- Work instructions
Can you rewrite the material from the line that contains "Each instance receives exactly one keypoint. Mark the windshield" through the end of the material, replacing "windshield wiper" with "wiper blade" and leaving everything else unchanged?

- Records

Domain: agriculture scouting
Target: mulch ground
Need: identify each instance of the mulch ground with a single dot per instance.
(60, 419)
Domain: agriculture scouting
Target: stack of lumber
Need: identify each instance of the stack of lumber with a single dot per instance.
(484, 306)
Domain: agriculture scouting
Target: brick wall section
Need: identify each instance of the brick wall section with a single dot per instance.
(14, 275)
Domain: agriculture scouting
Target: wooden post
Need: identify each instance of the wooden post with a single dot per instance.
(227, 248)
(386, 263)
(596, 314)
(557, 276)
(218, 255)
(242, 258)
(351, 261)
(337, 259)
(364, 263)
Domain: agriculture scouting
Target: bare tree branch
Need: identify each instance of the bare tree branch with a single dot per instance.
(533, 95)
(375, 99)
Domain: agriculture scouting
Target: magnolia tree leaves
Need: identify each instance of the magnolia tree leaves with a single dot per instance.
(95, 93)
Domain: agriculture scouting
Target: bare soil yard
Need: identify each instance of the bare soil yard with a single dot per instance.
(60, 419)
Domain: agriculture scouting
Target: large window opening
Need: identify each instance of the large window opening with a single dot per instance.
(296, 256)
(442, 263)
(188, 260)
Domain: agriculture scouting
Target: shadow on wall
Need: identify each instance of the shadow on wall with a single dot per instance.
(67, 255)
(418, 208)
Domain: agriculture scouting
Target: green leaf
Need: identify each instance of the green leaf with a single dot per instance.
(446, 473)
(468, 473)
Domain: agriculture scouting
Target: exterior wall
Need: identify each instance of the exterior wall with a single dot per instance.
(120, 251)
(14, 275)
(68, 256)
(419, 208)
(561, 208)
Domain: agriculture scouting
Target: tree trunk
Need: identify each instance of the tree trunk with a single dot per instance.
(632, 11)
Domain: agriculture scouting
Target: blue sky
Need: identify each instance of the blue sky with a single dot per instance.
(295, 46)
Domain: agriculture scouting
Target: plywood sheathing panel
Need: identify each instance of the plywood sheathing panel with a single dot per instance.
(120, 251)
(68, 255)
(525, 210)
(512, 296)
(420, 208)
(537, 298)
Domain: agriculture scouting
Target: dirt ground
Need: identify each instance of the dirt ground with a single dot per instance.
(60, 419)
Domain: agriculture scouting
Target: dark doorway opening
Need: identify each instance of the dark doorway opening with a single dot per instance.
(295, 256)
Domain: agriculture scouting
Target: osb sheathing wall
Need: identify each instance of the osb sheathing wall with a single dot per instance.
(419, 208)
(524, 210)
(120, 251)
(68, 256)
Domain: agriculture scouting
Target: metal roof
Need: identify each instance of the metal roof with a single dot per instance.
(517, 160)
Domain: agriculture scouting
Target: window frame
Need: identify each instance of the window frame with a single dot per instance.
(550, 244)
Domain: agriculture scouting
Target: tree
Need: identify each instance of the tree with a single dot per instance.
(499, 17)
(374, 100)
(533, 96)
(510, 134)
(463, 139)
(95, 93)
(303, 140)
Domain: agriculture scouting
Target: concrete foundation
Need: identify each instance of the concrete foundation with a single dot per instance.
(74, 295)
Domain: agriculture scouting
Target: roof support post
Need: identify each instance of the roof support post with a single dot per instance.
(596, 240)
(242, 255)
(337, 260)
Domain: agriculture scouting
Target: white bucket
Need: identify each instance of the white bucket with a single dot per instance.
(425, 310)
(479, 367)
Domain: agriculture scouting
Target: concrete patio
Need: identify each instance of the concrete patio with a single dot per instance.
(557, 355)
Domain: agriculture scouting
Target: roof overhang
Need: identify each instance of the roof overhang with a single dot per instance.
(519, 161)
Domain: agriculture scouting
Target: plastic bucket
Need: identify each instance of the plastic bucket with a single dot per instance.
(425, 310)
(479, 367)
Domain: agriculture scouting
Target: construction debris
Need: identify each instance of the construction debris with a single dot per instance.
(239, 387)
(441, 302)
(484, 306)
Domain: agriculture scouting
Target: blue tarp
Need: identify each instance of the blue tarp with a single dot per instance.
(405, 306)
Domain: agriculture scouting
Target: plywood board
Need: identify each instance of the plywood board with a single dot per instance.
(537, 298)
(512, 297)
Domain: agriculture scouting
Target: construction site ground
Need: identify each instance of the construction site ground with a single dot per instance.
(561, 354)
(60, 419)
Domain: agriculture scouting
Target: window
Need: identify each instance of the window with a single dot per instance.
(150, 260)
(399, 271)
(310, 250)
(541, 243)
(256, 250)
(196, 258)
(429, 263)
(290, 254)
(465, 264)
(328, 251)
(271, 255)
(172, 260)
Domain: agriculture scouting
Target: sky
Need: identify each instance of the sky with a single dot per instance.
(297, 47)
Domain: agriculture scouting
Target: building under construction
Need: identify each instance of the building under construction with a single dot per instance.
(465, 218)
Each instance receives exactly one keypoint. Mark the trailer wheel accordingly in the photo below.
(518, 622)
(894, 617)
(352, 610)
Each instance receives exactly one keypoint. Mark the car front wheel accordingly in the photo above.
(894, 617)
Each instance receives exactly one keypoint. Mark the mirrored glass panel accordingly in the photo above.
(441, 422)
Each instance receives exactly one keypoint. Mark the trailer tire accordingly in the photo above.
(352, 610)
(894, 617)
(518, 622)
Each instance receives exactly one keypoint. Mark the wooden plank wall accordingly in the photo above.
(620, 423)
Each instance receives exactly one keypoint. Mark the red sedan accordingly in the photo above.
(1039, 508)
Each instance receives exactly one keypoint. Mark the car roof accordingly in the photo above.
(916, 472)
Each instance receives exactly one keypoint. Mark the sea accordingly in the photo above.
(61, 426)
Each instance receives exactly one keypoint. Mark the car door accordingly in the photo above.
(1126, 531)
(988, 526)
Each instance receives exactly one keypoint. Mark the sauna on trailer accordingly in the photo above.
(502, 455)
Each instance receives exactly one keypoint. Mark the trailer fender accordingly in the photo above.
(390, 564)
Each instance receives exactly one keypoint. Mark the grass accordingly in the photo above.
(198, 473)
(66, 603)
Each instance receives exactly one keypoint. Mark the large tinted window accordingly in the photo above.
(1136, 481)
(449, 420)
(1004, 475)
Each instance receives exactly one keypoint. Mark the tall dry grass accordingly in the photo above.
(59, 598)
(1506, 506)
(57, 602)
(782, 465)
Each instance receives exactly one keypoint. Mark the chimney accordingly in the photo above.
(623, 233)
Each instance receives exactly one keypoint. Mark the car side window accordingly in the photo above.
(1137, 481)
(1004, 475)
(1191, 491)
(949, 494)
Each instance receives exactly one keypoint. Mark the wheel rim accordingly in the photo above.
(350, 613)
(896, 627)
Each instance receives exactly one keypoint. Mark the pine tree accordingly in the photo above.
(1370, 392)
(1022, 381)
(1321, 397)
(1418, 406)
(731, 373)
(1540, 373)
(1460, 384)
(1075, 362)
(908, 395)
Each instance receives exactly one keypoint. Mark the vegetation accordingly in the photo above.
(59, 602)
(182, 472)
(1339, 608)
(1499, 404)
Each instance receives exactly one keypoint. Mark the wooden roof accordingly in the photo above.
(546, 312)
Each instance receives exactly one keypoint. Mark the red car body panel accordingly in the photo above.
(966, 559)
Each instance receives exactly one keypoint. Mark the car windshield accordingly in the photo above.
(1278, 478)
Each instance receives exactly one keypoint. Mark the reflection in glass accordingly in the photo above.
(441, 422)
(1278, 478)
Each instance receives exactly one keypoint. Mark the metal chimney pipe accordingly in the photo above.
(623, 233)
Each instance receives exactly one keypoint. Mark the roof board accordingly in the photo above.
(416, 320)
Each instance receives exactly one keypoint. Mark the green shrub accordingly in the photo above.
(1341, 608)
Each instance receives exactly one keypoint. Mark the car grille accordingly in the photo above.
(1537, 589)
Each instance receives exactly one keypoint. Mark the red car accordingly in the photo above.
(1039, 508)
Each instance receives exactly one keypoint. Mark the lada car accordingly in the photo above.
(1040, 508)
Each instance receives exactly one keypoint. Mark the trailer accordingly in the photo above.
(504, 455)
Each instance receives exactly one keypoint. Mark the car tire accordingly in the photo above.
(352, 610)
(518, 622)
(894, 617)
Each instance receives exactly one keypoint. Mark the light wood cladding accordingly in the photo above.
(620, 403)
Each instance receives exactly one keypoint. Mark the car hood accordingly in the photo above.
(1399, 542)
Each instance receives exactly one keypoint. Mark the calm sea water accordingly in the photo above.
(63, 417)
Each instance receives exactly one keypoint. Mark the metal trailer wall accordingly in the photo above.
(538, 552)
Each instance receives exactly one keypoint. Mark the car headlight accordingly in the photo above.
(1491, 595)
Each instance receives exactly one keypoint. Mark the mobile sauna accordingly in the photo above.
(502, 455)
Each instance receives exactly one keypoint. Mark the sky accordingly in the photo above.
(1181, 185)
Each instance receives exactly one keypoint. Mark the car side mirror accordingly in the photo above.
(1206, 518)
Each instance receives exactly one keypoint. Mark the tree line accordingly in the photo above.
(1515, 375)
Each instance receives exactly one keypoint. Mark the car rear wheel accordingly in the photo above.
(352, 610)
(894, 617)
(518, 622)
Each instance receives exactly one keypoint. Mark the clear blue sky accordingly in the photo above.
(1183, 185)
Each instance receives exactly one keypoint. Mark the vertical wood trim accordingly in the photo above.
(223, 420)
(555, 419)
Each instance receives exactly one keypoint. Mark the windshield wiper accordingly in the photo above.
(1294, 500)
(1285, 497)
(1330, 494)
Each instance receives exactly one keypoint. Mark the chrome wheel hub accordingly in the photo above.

- Task answer
Each instance receives exactly one keypoint. Mark the wiper blade accordingly in the photo above.
(1294, 500)
(1285, 497)
(1330, 494)
Each instance receives exactly one keypoint. Mark the chrome wheel hub accordingly in the photo above.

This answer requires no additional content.